Exercise brief
The records below should be written out again, exactly.

Records for processing
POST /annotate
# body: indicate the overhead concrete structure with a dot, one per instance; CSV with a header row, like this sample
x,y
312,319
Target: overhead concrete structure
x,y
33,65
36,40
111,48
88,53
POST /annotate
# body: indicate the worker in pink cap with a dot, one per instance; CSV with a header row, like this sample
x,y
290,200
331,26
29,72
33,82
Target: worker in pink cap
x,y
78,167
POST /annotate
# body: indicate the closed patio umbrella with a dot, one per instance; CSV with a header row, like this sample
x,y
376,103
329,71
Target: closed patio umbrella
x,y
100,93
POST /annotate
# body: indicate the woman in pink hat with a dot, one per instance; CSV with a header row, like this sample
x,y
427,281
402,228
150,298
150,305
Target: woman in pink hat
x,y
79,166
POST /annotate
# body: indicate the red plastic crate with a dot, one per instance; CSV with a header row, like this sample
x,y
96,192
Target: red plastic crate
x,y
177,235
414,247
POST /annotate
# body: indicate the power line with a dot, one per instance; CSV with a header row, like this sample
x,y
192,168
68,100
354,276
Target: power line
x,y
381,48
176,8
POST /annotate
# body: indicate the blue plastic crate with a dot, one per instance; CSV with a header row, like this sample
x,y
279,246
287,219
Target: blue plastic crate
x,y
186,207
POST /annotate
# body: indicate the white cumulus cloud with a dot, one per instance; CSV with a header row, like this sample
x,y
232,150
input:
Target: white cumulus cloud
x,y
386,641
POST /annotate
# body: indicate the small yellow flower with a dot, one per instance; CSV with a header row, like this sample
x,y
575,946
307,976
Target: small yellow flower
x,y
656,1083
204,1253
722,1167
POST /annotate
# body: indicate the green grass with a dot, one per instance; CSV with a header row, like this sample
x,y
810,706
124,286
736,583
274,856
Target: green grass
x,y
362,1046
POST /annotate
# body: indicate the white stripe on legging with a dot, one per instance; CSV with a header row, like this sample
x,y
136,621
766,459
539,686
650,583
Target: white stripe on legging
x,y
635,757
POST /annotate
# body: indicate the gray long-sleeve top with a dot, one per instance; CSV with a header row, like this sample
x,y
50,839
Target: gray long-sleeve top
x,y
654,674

Response to the exercise
POST /annotate
# body: indicate the overhead concrete structure with a dot, one per instance; CSV with a header row, like this sample
x,y
312,319
Target: overhead concrete structure
x,y
33,65
36,40
111,48
88,53
POST /annotate
# body: indicate the worker in pink cap with a dot, one per instance; CSV with a header row, like this sample
x,y
290,200
331,26
29,72
33,82
Target: worker in pink cap
x,y
78,167
POST /annotate
# body: indicate the closed patio umbrella with a dot, one per instance; CSV with a header row, like this sample
x,y
376,103
329,71
Target: closed patio umbrella
x,y
100,93
POST /annotate
# body: indicate the woman in pink hat with a dot, one per instance; CSV with a header row, like this sample
x,y
427,281
402,228
150,298
150,305
Target: woman in pink hat
x,y
79,166
POST /annotate
# body: indicate the red plastic crate with a dot, one per instance; CSV with a header row, like this sample
x,y
96,192
Target: red plastic crate
x,y
177,235
414,247
POST /annotate
# body: indicate the power line with a dot, one per instance; CSV with a header row, like this sample
x,y
192,168
68,100
354,276
Target: power line
x,y
381,48
176,8
POST /annotate
# body: indicate the blue plastic crate with a dot, one per instance; CSV with a header row, like this sample
x,y
279,246
287,219
Target: blue plastic crate
x,y
186,207
POST /annotate
# body: indicate the white cumulus cloud with a dot, one per instance; CSV with a header row, like this sample
x,y
232,150
input:
Target: white cumulus cloud
x,y
386,641
POST /annotate
# body: indicate the small yellow flower with a dot, one per instance; CSV with a header row, like this sample
x,y
575,946
307,976
Target: small yellow flower
x,y
656,1083
204,1253
722,1167
POST /annotate
# body: indicate the green grass with a dot, one per instance; CSV with a header row, like this sample
x,y
810,706
124,286
736,583
274,856
Target: green grass
x,y
362,1046
POST /annotate
# body: indicate the white stripe on legging with a dot, one per instance; CSV with a header row, like this sample
x,y
136,621
766,459
539,686
650,583
Target: white stripe on legging
x,y
635,757
POST /annotate
# body: indicate the gray long-sleeve top with a dot, one per instance; CSV with a header row, like this sample
x,y
50,839
Target: gray long-sleeve top
x,y
654,674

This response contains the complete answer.